(Data listing)

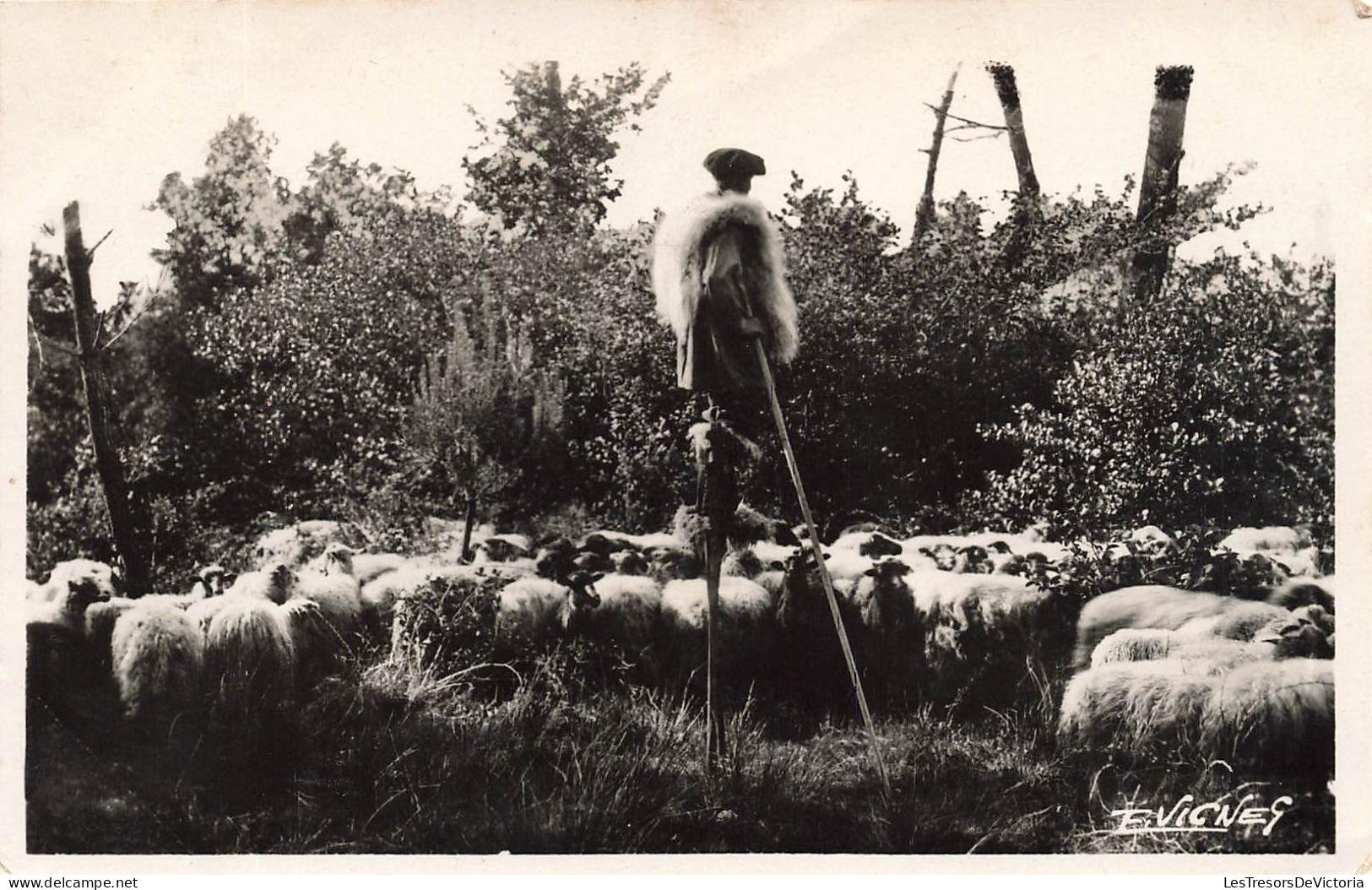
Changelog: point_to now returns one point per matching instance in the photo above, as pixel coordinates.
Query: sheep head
(338, 560)
(283, 580)
(214, 579)
(83, 582)
(630, 562)
(888, 571)
(880, 546)
(801, 601)
(581, 598)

(End Data listing)

◆ Your objective: Please retype the data exactly. The pictures do not go in.

◆ Answer to the exercise:
Changelog: point_to now returns one point per matching instance in the photo above, as pixel coordinates.
Query: sheep head
(338, 560)
(283, 580)
(214, 579)
(83, 582)
(630, 562)
(888, 571)
(880, 546)
(801, 601)
(581, 598)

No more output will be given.